━━━ Selection

# TT forum wins Club INFORMATION



## John-H (Jul 13, 2005)

Congratulations to the TT forum for again winning the top award at the Audi Driver International 2018 for club INFORMATION


----------



## Hoggy (May 8, 2002)

[smiley=dude.gif] [smiley=mexicanwave.gif] [smiley=dude.gif] 
Hoggy.


----------



## Bartsimpsonhead (Aug 14, 2011)

Well done to the TT Forum and everyone who contributes to it being the font of all things TT knowledge and info it is - we all make it the success, so give yourselves a well earned pat on the back.


----------



## A3DFU (May 7, 2002)

Bartsimpsonhead said:


> Well done to the TT Forum and everyone who contributes to it being the font of all things TT knowledge and info it is - we all make it the success, so give yourselves a well earned pat on the back.


So very true 8)

Shame you missed the event, Martin!


----------



## Bartsimpsonhead (Aug 14, 2011)

A3DFU said:


> Bartsimpsonhead said:
> 
> 
> > Well done to the TT Forum and everyone who contributes to it being the font of all things TT knowledge and info it is - we all make it the success, so give yourselves a well earned pat on the back.
> ...


Hi Dani,
From the pics I've seen it looked like a great day was had by all (after the weather improved a bit), and a really good turnout on the Forum stand (I noticed an R8 snuck in there too [smiley=sweetheart.gif] ) - it's just a shame it clashed with my friends UK wedding (pt.2 - their first ceremony in Zante was beautiful, with fabulous surroundings and amazingly hot weather - a real change from Saturdays dampness!).

━━━━━━
━━━ Dataset excerpts

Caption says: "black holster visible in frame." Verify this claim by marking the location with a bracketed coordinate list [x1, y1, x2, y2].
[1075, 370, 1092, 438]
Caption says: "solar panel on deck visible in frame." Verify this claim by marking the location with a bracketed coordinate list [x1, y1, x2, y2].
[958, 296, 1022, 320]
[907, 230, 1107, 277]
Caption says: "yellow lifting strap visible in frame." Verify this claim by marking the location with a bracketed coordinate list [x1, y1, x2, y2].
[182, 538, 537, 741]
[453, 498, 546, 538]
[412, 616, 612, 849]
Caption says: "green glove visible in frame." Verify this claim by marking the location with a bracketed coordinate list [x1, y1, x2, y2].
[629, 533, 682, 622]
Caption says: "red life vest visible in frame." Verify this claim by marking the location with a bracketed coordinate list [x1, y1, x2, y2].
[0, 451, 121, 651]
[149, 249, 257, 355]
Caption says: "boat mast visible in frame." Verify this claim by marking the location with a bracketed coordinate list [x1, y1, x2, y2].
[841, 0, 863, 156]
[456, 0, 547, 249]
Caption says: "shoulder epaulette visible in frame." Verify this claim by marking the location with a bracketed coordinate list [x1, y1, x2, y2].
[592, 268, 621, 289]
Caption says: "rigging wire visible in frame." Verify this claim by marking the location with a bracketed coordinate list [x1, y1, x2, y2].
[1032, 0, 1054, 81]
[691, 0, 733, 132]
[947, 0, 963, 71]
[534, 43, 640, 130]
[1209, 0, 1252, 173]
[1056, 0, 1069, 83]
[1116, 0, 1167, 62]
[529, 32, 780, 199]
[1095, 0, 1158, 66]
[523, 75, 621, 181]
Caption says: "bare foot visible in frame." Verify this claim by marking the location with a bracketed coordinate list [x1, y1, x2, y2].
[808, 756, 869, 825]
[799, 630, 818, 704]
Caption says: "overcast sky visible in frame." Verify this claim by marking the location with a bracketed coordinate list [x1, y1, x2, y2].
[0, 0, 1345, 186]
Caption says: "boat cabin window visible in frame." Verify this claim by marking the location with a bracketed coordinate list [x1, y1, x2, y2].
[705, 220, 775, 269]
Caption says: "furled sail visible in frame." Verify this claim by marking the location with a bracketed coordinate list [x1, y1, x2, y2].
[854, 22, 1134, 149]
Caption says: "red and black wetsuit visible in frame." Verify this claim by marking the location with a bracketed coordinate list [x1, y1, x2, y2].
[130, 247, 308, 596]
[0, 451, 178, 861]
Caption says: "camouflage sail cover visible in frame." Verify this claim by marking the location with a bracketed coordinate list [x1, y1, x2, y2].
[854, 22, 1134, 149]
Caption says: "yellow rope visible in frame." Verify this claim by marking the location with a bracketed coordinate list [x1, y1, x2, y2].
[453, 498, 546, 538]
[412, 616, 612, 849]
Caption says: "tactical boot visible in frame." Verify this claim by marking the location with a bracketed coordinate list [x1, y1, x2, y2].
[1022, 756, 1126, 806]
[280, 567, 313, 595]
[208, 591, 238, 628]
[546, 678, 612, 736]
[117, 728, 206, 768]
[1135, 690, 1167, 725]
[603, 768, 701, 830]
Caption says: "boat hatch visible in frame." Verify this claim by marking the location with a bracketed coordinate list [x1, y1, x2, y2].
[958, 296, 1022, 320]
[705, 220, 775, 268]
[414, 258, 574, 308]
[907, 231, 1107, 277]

━━━━━━

Directive 1 :: In the forum thread about the club award, repeat word for word everything from "## A3DFU (May" down to "very true 8)".
Directive 2 :: Translate this sentence from the forum thread about the club award into Spanish: "Shame you missed the event, Martin!"

Exercise solution 1 ::
## A3DFU (May 7, 2002)

Bartsimpsonhead said:


> Well done to the TT Forum and everyone who contributes to it being the font of all things TT knowledge and info it is - we all make it the success, so give yourselves a well earned pat on the back.


So very true 8)

Exercise solution 2 :: ¡Qué pena que te perdieras el evento, Martin!